[INSTRUCTION]:
In the lines starting with the one that contains "Target: player's ear" and going on through the one that contains "left=101, top=145, right=146, bottom=219", change "shorts stripe" to "stripe on shorts" and give back only those lines, with everything else left as it is.

Coordinate annotation entries:
_ _ _ _ _ _ _
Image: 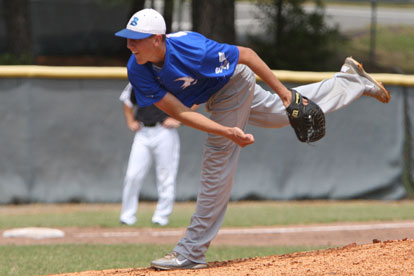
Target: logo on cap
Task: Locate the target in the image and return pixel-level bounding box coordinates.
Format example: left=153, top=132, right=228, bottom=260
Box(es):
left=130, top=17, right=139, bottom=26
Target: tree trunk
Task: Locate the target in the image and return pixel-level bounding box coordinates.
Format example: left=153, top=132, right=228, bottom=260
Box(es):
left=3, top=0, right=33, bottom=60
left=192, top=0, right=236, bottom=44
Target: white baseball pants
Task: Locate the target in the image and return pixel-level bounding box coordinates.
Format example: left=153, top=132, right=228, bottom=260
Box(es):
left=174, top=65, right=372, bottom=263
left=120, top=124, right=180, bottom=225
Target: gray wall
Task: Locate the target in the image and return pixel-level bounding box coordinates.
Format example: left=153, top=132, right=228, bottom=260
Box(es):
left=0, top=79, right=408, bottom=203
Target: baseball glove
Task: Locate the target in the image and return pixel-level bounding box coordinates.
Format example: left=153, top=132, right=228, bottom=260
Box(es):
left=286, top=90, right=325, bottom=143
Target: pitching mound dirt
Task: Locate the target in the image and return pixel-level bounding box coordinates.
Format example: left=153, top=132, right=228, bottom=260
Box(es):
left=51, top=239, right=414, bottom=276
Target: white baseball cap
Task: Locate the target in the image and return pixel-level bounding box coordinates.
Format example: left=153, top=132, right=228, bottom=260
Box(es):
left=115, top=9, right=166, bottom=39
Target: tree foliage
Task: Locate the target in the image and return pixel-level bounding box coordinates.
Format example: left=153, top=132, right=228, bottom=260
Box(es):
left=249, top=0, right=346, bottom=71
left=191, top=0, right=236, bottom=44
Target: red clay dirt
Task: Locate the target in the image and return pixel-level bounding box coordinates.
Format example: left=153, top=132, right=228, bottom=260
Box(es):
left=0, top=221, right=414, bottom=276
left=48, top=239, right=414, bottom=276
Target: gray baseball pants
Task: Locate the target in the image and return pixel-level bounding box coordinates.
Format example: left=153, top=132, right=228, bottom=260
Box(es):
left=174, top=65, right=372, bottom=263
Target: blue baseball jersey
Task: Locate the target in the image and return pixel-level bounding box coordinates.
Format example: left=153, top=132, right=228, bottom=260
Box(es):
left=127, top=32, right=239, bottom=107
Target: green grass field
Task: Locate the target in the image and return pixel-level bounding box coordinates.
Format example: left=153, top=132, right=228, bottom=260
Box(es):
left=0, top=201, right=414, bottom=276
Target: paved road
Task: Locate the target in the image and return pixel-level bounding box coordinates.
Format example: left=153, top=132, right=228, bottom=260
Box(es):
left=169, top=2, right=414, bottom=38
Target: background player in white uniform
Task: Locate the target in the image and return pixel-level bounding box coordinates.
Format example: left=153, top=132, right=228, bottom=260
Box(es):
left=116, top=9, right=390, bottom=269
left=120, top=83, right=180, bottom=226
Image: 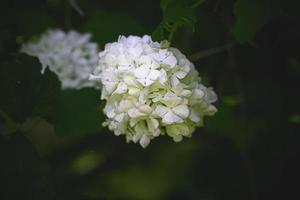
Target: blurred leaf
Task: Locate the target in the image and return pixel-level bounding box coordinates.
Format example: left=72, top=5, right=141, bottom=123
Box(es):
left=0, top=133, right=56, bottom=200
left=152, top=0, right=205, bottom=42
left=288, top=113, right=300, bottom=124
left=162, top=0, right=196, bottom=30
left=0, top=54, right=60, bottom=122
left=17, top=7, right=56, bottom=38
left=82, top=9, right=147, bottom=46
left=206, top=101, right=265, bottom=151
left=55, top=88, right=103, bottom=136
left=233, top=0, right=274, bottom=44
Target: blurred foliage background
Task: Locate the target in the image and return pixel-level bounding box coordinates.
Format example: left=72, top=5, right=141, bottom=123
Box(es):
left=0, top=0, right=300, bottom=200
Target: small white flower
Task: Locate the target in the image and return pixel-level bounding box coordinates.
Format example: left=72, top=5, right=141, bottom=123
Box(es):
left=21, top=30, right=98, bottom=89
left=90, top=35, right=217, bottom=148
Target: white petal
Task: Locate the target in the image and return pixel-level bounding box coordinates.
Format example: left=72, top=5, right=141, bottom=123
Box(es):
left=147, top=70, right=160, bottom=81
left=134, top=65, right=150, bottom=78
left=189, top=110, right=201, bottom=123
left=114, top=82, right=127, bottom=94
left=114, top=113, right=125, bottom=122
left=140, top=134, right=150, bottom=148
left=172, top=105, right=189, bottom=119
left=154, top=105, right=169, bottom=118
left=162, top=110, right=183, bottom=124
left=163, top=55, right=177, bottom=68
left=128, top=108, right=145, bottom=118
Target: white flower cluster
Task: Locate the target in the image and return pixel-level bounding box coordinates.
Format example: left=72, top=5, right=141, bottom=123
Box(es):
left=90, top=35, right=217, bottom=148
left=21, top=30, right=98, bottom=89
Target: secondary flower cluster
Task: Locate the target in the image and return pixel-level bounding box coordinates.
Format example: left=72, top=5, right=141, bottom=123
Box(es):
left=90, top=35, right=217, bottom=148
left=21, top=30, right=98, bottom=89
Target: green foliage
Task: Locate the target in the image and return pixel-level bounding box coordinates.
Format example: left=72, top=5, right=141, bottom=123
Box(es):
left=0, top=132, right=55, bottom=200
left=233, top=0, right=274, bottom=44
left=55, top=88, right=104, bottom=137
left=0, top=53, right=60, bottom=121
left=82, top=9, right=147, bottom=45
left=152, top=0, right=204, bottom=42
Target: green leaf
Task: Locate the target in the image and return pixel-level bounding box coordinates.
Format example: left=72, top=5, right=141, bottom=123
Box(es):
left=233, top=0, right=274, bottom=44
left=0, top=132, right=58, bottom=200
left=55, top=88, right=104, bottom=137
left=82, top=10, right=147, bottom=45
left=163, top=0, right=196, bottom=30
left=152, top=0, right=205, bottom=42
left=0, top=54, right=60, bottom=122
_ _ _ _ _ _ _
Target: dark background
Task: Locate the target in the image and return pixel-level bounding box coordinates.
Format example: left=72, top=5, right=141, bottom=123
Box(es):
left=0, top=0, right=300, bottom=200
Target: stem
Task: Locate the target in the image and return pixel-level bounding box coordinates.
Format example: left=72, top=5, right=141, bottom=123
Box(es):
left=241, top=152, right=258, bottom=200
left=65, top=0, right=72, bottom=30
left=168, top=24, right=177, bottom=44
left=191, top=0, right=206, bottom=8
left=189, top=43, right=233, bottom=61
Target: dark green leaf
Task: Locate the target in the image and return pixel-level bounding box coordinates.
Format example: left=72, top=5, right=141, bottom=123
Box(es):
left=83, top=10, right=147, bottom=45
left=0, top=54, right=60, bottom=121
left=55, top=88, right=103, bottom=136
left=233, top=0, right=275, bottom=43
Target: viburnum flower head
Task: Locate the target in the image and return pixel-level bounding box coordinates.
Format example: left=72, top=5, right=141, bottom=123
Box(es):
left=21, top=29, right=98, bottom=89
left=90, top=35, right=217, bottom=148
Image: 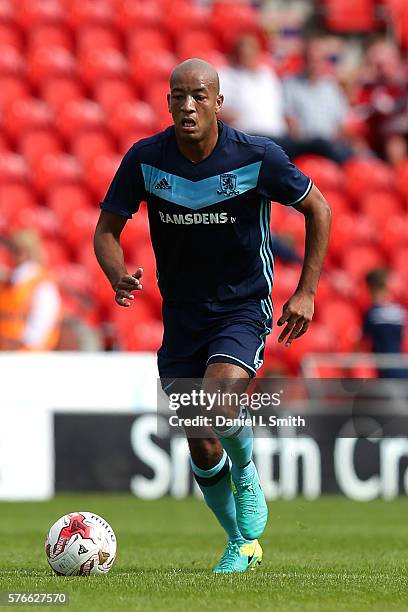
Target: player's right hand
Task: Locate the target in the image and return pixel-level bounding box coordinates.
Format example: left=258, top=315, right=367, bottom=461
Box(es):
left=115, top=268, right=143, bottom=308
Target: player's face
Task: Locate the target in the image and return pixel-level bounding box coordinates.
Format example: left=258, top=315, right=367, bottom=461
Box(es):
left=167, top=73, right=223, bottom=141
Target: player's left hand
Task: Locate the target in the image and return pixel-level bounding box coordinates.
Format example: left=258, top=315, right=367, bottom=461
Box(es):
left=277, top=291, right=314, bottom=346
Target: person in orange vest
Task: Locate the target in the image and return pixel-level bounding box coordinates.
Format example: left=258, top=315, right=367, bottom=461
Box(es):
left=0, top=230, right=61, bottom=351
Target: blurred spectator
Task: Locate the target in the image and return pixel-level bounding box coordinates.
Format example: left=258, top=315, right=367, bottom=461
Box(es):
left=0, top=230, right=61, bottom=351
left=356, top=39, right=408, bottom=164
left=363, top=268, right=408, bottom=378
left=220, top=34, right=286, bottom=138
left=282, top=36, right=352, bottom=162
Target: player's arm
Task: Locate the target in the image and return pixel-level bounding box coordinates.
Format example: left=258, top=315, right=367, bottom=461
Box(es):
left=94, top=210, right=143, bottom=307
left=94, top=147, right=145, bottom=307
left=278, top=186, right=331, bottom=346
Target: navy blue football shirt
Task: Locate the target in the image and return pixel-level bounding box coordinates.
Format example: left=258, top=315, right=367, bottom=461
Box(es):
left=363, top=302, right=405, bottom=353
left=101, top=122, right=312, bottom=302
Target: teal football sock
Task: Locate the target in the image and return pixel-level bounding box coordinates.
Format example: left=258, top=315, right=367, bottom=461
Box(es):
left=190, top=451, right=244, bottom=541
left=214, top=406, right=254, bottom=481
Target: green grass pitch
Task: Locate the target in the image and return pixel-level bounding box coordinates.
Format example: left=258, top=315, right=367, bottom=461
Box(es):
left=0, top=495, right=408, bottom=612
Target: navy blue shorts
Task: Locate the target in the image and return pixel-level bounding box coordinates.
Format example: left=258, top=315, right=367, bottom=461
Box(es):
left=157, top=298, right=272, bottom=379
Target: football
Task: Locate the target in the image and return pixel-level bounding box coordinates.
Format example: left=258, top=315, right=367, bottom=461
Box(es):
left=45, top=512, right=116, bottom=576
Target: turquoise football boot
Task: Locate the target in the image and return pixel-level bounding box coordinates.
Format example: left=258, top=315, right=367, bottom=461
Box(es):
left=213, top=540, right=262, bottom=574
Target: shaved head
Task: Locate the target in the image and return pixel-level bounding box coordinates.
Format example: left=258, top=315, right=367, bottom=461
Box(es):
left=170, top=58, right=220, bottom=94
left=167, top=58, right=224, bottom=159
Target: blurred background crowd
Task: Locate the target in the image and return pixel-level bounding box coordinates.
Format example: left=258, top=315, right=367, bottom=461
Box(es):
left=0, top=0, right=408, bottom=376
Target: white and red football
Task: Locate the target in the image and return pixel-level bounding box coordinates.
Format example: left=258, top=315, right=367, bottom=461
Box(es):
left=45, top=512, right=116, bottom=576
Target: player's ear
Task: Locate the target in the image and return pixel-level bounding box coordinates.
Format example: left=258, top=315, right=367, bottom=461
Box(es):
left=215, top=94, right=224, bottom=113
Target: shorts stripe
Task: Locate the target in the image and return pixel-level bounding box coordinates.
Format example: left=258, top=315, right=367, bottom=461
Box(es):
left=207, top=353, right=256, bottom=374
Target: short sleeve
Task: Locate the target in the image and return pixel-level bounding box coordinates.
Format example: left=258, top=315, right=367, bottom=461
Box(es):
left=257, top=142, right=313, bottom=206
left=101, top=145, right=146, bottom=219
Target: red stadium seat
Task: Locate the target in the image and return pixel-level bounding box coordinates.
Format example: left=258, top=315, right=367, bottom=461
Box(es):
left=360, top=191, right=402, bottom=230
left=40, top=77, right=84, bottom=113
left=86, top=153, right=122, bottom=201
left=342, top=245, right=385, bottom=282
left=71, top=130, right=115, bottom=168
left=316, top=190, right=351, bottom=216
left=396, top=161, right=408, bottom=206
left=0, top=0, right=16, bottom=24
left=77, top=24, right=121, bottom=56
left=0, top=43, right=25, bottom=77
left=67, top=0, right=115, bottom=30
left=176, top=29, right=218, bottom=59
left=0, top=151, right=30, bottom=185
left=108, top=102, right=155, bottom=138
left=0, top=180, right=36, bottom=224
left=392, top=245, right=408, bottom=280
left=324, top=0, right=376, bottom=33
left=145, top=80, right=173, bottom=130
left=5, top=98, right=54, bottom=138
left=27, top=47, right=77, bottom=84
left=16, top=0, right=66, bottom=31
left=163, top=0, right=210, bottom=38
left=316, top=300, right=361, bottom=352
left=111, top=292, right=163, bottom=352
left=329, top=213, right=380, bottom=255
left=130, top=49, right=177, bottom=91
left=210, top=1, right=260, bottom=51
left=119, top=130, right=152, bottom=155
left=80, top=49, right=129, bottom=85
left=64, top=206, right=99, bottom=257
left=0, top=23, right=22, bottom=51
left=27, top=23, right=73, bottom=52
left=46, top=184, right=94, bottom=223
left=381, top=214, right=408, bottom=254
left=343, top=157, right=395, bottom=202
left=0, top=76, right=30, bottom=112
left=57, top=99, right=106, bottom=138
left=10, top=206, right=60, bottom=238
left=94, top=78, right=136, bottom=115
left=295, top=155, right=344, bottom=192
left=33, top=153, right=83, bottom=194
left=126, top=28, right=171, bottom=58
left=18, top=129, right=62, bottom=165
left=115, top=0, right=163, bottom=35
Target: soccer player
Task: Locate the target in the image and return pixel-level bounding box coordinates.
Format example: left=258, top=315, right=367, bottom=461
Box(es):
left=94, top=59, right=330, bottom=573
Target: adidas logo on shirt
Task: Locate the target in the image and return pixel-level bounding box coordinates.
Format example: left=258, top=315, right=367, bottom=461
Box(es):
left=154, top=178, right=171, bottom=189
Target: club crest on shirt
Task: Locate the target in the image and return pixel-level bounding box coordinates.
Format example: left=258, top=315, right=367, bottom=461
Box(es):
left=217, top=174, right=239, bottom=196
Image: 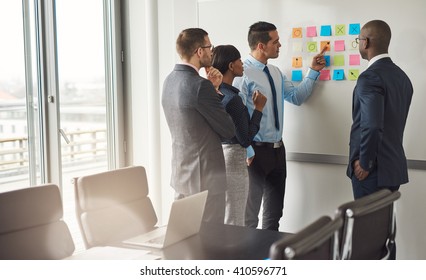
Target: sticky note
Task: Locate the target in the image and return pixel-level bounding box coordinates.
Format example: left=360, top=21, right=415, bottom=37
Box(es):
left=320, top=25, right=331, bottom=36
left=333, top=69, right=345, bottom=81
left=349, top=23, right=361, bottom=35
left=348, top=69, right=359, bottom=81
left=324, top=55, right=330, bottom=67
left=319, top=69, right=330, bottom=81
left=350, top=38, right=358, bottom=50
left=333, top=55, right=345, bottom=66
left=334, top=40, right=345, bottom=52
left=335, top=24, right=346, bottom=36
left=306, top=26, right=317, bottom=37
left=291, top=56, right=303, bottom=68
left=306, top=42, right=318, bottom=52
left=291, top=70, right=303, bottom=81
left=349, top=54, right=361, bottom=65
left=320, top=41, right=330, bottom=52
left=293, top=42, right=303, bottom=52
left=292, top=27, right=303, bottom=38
_ _ _ _ _ _ _
[REPLY]:
Target: player's ear
Task: Locate the target in the image and return pixel-level bounding box coordinates.
Format example: left=258, top=315, right=367, bottom=461
Box(es):
left=215, top=94, right=224, bottom=113
Target: stripe on shorts
Task: Locate the target in the image and return pixel-level bounding box coordinates.
Format example: left=258, top=315, right=367, bottom=461
Box(es):
left=207, top=353, right=256, bottom=374
Target: short sleeve
Task: Locate the target in the image and return pixel-level bounding box coordinates.
Format example: left=258, top=315, right=367, bottom=461
Box(es):
left=257, top=142, right=313, bottom=206
left=101, top=145, right=146, bottom=219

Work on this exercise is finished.